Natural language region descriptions
##############################

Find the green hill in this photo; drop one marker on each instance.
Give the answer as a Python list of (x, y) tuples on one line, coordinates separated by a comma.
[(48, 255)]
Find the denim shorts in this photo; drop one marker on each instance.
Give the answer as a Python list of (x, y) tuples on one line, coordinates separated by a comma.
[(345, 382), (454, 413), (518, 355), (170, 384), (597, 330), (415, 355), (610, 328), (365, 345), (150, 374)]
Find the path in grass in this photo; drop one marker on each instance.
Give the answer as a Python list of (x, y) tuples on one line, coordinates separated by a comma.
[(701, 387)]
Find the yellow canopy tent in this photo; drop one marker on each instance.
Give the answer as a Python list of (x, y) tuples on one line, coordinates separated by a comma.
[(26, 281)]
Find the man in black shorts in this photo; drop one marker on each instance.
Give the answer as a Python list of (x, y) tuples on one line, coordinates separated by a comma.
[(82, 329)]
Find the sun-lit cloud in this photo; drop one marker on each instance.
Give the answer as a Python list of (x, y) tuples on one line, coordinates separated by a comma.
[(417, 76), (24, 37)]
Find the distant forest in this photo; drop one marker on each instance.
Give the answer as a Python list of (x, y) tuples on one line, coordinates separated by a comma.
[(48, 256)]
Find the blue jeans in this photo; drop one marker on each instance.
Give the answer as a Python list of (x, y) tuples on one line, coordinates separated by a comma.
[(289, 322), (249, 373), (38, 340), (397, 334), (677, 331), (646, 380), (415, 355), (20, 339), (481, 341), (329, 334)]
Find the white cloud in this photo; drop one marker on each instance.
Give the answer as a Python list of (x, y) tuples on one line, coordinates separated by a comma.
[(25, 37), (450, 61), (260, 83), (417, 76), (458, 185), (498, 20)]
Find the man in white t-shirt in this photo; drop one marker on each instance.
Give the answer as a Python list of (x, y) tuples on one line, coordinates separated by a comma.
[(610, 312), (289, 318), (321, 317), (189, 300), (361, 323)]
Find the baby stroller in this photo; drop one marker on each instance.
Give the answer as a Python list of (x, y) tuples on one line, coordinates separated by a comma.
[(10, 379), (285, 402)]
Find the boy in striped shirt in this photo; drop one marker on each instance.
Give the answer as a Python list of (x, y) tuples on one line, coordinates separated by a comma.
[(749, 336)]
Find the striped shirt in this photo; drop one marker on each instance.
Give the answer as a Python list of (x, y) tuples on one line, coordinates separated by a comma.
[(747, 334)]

##############################

* **ACTIVITY**:
Which lines hold the string "striped"? Copy all of them from the data above.

* **SOLVED PROBLEM**:
Find the boy in striped shirt in this photo; drop one marker on each instance.
Find the striped shirt in this photo; drop one marker on each instance.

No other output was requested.